Parameter space representations¶

Parameter space representations are \(d \times d\) objects that define metrics in parameter space such as:

Fisher Information Matrices/Gauss-Newton matrix

Gradient 2nd moment (e.g. the sometimes called Empirical Fisher)

Other covariances such as in Bayesian Deep Learning

These matrices are often too large to fit in memory, for instance when \(d\) is in the order of \(10^6 - 10^8\) as is typical in current deep networks. Here is a list of parameter space representations that are available in NNGeometry, computed on a small network, represented as images where each pixel represent a component of the matrix, and the color is the magnitude of these components. These matrices are normalized by their diagonal (i.e. these are correlation matrices) for better visualization:

nngeometry.object.pspace.PMatDense representation: this is the usual dense matrix. Memory cost: \(d \times d\)

https://github.com/tfjgeorge/nngeometry/raw/main/docs/repr_img/PMatDense.png

nngeometry.object.pspace.PMatBlockDiag representation: a block-diagonal representation where diagonal blocks are dense matrices corresponding to parameters of a single layer, and cross-layer interactions are ignored (their coefficients are set to \(0\)). Memory cost: \(\sum_l d_l \times d_l\) where \(d_l\) is the number of parameters of layer \(l\).

https://github.com/tfjgeorge/nngeometry/raw/main/docs/repr_img/PMatBlockDiag.png

nngeometry.object.pspace.PMatKFAC representation [GM16, MG15]: a block-diagonal representation where diagonal blocks are factored as the Kronecker product of two smaller matrices, and cross-layer interactions are ignored (their coefficients are set to \(0\)). Memory cost: \(\sum_l g_l \times g_l + a_l \times a_l\) where \(a_l\) is the number of neurons of the input of layer \(l\) and \(g_l\) is the number of pre-activations of the output of layer \(l\).

Excerpts from point annotation data
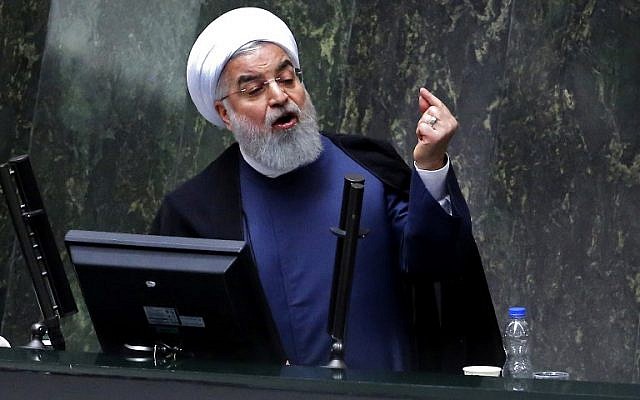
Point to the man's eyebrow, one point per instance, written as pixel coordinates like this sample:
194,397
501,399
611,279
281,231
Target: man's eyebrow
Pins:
284,65
246,78
252,77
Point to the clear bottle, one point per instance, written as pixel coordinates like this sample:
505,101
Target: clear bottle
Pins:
515,340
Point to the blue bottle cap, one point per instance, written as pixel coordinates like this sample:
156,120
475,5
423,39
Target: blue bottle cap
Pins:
517,312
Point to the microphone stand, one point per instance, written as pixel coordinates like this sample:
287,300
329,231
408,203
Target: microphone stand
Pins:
39,250
348,234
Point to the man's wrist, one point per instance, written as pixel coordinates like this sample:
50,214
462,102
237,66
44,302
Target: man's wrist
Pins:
432,165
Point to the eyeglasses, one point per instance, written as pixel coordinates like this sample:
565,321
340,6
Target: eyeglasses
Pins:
288,79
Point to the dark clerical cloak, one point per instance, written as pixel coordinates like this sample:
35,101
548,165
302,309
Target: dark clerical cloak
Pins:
435,306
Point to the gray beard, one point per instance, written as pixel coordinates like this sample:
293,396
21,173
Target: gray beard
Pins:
280,151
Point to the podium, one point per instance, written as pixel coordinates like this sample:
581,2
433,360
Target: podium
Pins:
87,376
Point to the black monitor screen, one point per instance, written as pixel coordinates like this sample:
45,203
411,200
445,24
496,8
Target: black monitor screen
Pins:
200,295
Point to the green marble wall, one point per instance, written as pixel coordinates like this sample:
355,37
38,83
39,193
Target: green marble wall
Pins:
547,153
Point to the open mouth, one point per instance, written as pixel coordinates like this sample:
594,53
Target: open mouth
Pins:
286,121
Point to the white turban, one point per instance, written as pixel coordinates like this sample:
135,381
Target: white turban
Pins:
220,40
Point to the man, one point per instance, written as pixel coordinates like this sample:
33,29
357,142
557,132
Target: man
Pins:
280,189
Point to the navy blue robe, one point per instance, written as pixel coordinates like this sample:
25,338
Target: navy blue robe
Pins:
394,322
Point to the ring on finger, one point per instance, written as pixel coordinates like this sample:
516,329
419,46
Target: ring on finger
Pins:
430,120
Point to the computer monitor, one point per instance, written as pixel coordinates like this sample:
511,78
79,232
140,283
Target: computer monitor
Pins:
200,295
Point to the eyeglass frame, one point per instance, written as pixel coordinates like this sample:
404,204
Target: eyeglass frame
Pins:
296,71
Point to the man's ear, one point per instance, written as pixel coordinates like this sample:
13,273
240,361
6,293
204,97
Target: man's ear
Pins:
223,113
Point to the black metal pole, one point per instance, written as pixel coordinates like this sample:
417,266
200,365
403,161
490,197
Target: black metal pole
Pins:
348,234
38,248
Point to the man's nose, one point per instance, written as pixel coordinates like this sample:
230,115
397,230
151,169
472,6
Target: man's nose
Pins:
277,96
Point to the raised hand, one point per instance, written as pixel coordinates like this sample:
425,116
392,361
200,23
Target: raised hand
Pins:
435,129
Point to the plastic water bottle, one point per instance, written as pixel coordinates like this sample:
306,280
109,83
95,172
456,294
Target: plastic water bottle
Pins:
515,340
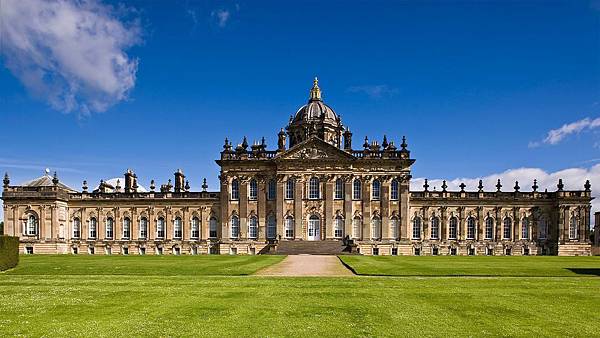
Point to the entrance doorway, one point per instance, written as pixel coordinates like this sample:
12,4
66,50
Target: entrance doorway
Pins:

**Problem to solve**
Could you reproduce the page on parameter space representations, beginning at the words "Parameter space representations are" and ending after the words "cost: \(d \times d\)"? The rows stand apart from the page on parameter space representations.

**Written response**
Parameter space representations are \(d \times d\) objects that define metrics in parameter space such as:

Fisher Information Matrices/Gauss-Newton matrix

Gradient 2nd moment (e.g. the sometimes called Empirical Fisher)

Other covariances such as in Bayesian Deep Learning

These matrices are often too large to fit in memory, for instance when \(d\) is in the order of \(10^6 - 10^8\) as is typical in current deep networks. Here is a list of parameter space representations that are available in NNGeometry, computed on a small network, represented as images where each pixel represent a component of the matrix, and the color is the magnitude of these components. These matrices are normalized by their diagonal (i.e. these are correlation matrices) for better visualization:

nngeometry.object.pspace.PMatDense representation: this is the usual dense matrix. Memory cost: \(d \times d\)